Work to be completed:
Starting with the first line and ending with the last, copy the entries word for word.

Available data:
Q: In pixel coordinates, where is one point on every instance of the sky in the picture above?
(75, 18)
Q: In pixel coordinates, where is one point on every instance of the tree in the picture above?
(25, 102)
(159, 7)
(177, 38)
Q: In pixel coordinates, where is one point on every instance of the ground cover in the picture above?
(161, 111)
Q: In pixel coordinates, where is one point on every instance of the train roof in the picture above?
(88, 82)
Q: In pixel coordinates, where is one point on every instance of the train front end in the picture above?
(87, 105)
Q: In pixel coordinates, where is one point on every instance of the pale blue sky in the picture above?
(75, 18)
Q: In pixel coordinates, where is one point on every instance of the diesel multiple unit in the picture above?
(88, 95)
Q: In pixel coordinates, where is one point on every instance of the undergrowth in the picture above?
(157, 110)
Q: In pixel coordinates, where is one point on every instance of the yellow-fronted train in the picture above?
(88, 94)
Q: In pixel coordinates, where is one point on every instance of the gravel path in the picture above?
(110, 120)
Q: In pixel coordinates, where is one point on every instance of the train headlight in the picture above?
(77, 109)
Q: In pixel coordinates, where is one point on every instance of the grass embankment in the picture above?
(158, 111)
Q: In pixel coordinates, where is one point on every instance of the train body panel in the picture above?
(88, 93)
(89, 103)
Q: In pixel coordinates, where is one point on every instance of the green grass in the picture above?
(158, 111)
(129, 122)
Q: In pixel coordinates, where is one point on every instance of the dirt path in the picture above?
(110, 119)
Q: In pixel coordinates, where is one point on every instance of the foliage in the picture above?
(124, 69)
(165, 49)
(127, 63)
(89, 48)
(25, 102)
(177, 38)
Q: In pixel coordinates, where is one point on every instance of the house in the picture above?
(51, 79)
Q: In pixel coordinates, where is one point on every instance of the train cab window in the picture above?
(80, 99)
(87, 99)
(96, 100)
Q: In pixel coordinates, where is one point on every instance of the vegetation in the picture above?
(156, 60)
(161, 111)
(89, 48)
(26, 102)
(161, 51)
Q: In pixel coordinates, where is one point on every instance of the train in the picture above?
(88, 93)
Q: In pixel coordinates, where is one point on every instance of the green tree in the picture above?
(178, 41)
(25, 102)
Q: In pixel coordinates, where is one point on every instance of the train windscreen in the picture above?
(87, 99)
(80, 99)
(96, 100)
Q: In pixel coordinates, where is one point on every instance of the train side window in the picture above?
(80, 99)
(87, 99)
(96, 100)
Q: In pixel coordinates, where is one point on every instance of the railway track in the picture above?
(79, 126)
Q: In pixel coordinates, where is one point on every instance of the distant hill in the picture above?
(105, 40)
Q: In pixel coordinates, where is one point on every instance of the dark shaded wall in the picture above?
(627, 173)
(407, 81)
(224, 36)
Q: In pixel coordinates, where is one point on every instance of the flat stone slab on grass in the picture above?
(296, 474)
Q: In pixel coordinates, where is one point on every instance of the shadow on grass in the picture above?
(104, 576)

Task solution:
Q: In pixel coordinates, where is one point on every instance of the sky in the picture above?
(75, 18)
Q: In pixel coordinates, where is one point on every instance of the tree in the picture above?
(25, 102)
(159, 7)
(177, 38)
Q: In pixel coordinates, where is one point on every instance of the ground cover in the picture above?
(161, 111)
Q: In pixel coordinates, where is one point on every instance of the train roof in the picture above?
(88, 82)
Q: In pixel coordinates, where is one point on every instance of the train front end in the picture above?
(87, 105)
Q: In pixel coordinates, where is one point on every instance of the pale blue sky in the picture above?
(75, 18)
Q: In pixel coordinates, where is one point on every instance of the diesel multiple unit in the picture above?
(88, 95)
Q: In pixel coordinates, where is one point on every instance of the undergrowth in the picture above?
(157, 110)
Q: In pixel coordinates, where is one point on every instance of the yellow-fronted train in the picture above?
(88, 94)
Q: In pixel coordinates, where is one point on every instance of the gravel path in the picture above?
(110, 120)
Q: In pixel coordinates, where is one point on every instance of the train headlight in the picture above?
(77, 109)
Q: In pixel coordinates, where is one point on every instance of the grass embankment in the picture above?
(158, 111)
Q: In pixel coordinates, where is one point on every instance of the train body panel in the picture above?
(88, 93)
(89, 103)
Q: In pixel coordinates, where is one point on every instance of the green grass in the picture above?
(158, 111)
(129, 122)
Q: In pixel coordinates, where is one point on every instance of the dirt path in the picture above?
(110, 119)
Q: In pixel coordinates, where is one point on every instance of the foliage in the picture above?
(124, 69)
(165, 49)
(127, 63)
(89, 48)
(25, 102)
(177, 38)
Q: In pixel coordinates, where is one point on every instance of the house in the picture above?
(51, 79)
Q: In pixel coordinates, where is one point on every instance of the train cab window in the picture above?
(80, 99)
(87, 99)
(96, 100)
Q: In pixel coordinates, where is one point on every instance of the vegetation in the picture above?
(156, 60)
(161, 111)
(89, 48)
(26, 102)
(161, 51)
Q: In pixel coordinates, where is one point on every instance of the train in the picture above?
(88, 93)
Q: In pixel coordinates, where is one point on every instance of the green tree in the picture above?
(178, 41)
(25, 102)
Q: In pixel coordinates, where is one point on every instance of the train windscreen in the picture above?
(87, 99)
(80, 99)
(96, 100)
Q: In pixel coordinates, where is one point on every instance of the train side window in the picture above?
(80, 99)
(87, 99)
(96, 100)
Q: In pixel coordinates, where is one point on every instance of the railway track in the picture above?
(79, 126)
Q: In pixel coordinates, where is one point on every instance of the distant hill in the picture above?
(105, 40)
Q: In pixel coordinates, where is one point on every instance of the dark shaded wall in the picture above?
(627, 173)
(407, 81)
(224, 36)
Q: In pixel coordinates, where is one point on every instance of the flat stone slab on grass in the picture above?
(296, 474)
Q: In pixel coordinates, where is one point on every instance of the shadow on grass in the picture above?
(104, 576)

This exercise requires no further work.